Render the lines below as a numbered list, skipping any blank lines.

(Pointing dataset excerpts)
=====
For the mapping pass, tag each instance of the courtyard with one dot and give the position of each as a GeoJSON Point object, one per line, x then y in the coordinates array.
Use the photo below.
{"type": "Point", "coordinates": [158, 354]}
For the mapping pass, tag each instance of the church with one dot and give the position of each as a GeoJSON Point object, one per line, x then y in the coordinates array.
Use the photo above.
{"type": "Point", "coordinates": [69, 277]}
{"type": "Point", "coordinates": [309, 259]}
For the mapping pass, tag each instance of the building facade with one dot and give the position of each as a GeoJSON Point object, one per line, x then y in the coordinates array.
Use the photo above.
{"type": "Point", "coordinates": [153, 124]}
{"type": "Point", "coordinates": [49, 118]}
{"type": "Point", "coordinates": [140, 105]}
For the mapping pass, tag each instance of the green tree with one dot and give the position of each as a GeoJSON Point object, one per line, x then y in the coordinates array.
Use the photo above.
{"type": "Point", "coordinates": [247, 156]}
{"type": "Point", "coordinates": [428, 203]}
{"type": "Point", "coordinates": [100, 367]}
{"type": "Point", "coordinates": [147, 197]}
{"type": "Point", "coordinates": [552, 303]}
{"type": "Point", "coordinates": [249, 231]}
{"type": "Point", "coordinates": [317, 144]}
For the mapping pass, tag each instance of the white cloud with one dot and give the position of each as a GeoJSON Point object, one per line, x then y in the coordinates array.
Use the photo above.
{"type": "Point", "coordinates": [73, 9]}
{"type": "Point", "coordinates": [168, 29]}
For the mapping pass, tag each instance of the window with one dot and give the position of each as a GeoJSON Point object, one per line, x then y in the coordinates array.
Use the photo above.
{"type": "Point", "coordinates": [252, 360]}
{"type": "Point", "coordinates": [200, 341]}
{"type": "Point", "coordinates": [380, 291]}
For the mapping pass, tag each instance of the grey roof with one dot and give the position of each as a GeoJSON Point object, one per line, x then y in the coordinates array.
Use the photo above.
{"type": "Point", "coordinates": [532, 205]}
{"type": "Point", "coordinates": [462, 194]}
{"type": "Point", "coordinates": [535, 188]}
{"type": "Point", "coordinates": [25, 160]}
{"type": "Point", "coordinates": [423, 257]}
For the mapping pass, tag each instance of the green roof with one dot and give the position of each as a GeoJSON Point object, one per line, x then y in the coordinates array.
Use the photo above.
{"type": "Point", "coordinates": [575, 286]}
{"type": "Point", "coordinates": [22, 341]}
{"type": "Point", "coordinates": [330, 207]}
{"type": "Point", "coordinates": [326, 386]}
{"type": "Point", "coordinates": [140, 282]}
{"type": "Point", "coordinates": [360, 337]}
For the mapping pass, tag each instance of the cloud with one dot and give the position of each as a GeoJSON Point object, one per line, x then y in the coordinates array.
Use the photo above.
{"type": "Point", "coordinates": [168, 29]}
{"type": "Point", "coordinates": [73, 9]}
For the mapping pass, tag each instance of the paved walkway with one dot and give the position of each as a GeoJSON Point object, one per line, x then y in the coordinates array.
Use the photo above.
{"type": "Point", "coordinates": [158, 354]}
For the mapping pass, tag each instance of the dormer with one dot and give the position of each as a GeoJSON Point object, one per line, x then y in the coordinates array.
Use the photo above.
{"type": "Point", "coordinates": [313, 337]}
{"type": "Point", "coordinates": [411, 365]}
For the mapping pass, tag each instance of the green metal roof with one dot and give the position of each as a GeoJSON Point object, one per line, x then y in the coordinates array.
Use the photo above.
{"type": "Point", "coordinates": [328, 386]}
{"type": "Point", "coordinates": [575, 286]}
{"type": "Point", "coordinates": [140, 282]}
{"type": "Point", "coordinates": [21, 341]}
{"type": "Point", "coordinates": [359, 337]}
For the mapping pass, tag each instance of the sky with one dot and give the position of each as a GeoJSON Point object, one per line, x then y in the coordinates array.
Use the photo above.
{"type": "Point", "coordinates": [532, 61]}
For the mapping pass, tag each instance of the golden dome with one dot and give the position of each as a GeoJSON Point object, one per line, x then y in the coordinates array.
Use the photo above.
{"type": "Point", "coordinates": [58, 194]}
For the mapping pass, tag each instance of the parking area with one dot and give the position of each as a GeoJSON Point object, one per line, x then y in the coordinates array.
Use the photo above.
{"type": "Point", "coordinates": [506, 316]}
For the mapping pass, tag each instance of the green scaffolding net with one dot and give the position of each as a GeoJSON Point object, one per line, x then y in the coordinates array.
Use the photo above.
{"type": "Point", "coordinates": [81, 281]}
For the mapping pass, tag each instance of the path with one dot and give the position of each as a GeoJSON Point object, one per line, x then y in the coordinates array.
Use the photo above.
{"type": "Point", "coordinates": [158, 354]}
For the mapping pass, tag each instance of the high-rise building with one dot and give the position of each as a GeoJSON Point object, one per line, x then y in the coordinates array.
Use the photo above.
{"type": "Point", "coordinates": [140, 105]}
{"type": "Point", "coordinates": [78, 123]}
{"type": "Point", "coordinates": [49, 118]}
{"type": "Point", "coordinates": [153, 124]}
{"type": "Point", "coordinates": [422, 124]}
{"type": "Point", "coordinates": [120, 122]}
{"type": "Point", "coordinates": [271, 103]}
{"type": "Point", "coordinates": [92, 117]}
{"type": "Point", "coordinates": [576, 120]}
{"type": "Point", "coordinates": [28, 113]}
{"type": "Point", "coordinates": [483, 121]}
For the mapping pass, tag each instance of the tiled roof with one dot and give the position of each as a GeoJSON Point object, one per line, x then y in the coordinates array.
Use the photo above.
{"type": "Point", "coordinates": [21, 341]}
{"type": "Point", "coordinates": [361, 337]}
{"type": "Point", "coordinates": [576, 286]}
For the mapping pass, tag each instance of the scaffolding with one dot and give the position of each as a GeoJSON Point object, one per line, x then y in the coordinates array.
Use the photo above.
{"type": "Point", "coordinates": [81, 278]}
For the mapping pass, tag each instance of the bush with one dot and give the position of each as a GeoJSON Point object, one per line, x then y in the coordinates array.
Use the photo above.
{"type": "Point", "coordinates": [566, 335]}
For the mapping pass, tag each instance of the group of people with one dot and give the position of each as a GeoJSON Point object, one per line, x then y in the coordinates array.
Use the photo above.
=====
### [Result for this task]
1. For the mapping pass, tag each instance of the courtyard with one dot and give the position of each as a GeoJSON Point object, one per line, x then y in the coordinates array.
2. Use the photo below.
3. {"type": "Point", "coordinates": [158, 354]}
4. For the mapping pass, tag each instance of the church with one dot and give the position of each as a GeoJSON Point object, one per line, x then y in the coordinates array.
5. Use the photo above.
6. {"type": "Point", "coordinates": [69, 277]}
7. {"type": "Point", "coordinates": [309, 259]}
8. For the mapping pass, tag each instance of the building facade with one dot and give the position of each as a GeoJSON Point object, one per line, x then y in the coordinates array.
9. Use the photo above.
10. {"type": "Point", "coordinates": [153, 124]}
11. {"type": "Point", "coordinates": [49, 118]}
12. {"type": "Point", "coordinates": [140, 105]}
13. For the mapping pass, tag each instance of the green tree with one dot and give the position of each as a GeoJSON Point object, one per line, x then y in the coordinates array.
14. Use the photo above.
15. {"type": "Point", "coordinates": [247, 156]}
16. {"type": "Point", "coordinates": [428, 203]}
17. {"type": "Point", "coordinates": [100, 367]}
18. {"type": "Point", "coordinates": [147, 197]}
19. {"type": "Point", "coordinates": [552, 303]}
20. {"type": "Point", "coordinates": [249, 231]}
21. {"type": "Point", "coordinates": [317, 144]}
22. For the mapping pass, tag each instance of the white cloud with one dot and give the position of each as a GeoJSON Point object, one per line, x then y in the coordinates array.
23. Use the photo above.
24. {"type": "Point", "coordinates": [73, 9]}
25. {"type": "Point", "coordinates": [168, 29]}
26. For the mapping pass, tag each instance of the window with one dot and give the position of each as a GeoJSON Point object, one per line, x then y in the coordinates array.
27. Use the photo above.
28. {"type": "Point", "coordinates": [252, 360]}
29. {"type": "Point", "coordinates": [200, 341]}
30. {"type": "Point", "coordinates": [380, 291]}
31. For the mapping pass, tag each instance of the grey roof with one dot and give the position of each as a GeoJSON Point object, one per line, x then y in the coordinates array.
32. Use the photo above.
33. {"type": "Point", "coordinates": [532, 205]}
34. {"type": "Point", "coordinates": [462, 194]}
35. {"type": "Point", "coordinates": [535, 188]}
36. {"type": "Point", "coordinates": [25, 160]}
37. {"type": "Point", "coordinates": [423, 257]}
38. For the mapping pass, tag each instance of the green roof with one dot and give the position of each as a GeoJSON Point object, one per line, x then y in the coordinates array.
39. Use the photo above.
40. {"type": "Point", "coordinates": [575, 286]}
41. {"type": "Point", "coordinates": [22, 341]}
42. {"type": "Point", "coordinates": [330, 207]}
43. {"type": "Point", "coordinates": [326, 386]}
44. {"type": "Point", "coordinates": [140, 282]}
45. {"type": "Point", "coordinates": [360, 337]}
46. For the mapping pass, tag each instance of the cloud with one dot and give the position of each as a GeoJSON Point object, one per line, x then y in the coordinates array.
47. Use the photo above.
48. {"type": "Point", "coordinates": [168, 29]}
49. {"type": "Point", "coordinates": [73, 9]}
50. For the mapping pass, tag each instance of the paved walkway with one dot and give the position of each as a GeoJSON Point object, one per line, x then y in the coordinates array.
51. Use the photo above.
52. {"type": "Point", "coordinates": [158, 354]}
53. For the mapping pass, tag each instance of the dormer with one dot and give the position of each as a GeoJSON Point object, one per line, x then y in the coordinates array.
54. Use the photo above.
55. {"type": "Point", "coordinates": [313, 337]}
56. {"type": "Point", "coordinates": [411, 365]}
57. For the mapping pass, tag each instance of the green metal roof with one dot and give the position of each as a GeoJSON Point object, one per line, x then y in the coordinates array.
58. Use the photo above.
59. {"type": "Point", "coordinates": [328, 386]}
60. {"type": "Point", "coordinates": [575, 286]}
61. {"type": "Point", "coordinates": [140, 282]}
62. {"type": "Point", "coordinates": [21, 341]}
63. {"type": "Point", "coordinates": [359, 337]}
64. For the mapping pass, tag each instance of the sky with one dot and give the position of each as a GeoJSON Point object, one per line, x then y in the coordinates array.
65. Use the photo above.
66. {"type": "Point", "coordinates": [532, 61]}
67. For the mapping pass, tag each instance of the golden dome with one dot and give the position of each as a GeoJSON Point object, one per line, x then y in the coordinates array.
68. Use the photo above.
69. {"type": "Point", "coordinates": [58, 194]}
70. For the mapping pass, tag each instance of the parking area with one dot and give the position of each as a GeoJSON Point object, one per line, x then y in the coordinates array.
71. Use the photo above.
72. {"type": "Point", "coordinates": [506, 316]}
73. For the mapping pass, tag each instance of the green scaffolding net with one dot and give the position of each as a GeoJSON Point object, one per line, x then y in the coordinates array.
74. Use the photo above.
75. {"type": "Point", "coordinates": [81, 281]}
76. For the mapping pass, tag each instance of the path with one dot and give the position of each as a GeoJSON Point object, one per line, x then y in the coordinates array.
77. Use the photo above.
78. {"type": "Point", "coordinates": [158, 354]}
79. For the mapping pass, tag each instance of the high-rise building with one dot and give the position of each as a GeoJSON Point object, one per line, x then y in the coordinates array.
80. Use the photo above.
81. {"type": "Point", "coordinates": [140, 105]}
82. {"type": "Point", "coordinates": [78, 123]}
83. {"type": "Point", "coordinates": [49, 118]}
84. {"type": "Point", "coordinates": [153, 124]}
85. {"type": "Point", "coordinates": [422, 124]}
86. {"type": "Point", "coordinates": [120, 122]}
87. {"type": "Point", "coordinates": [271, 103]}
88. {"type": "Point", "coordinates": [92, 117]}
89. {"type": "Point", "coordinates": [576, 120]}
90. {"type": "Point", "coordinates": [28, 113]}
91. {"type": "Point", "coordinates": [483, 121]}
92. For the mapping pass, tag each instance of the tiled roof with one dot and give the position of each as a GeoJSON Point object, one per line, x then y in the coordinates array.
93. Use the photo above.
94. {"type": "Point", "coordinates": [21, 341]}
95. {"type": "Point", "coordinates": [361, 337]}
96. {"type": "Point", "coordinates": [576, 286]}
97. For the mapping pass, tag each instance of the scaffolding with one dot and give the position of each as a GeoJSON Point object, one per line, x then y in the coordinates array.
98. Use the photo above.
99. {"type": "Point", "coordinates": [81, 278]}
100. For the mapping pass, tag each instance of the bush with one dot and give the position of each as a GeoJSON Point object, one per line, x then y in the coordinates array.
101. Use the photo above.
102. {"type": "Point", "coordinates": [566, 335]}
103. For the mapping pass, tag each instance of the group of people with one dot and give the position of each as a GeoJSON Point object, one per line, x then y in the coordinates array.
104. Use the photo above.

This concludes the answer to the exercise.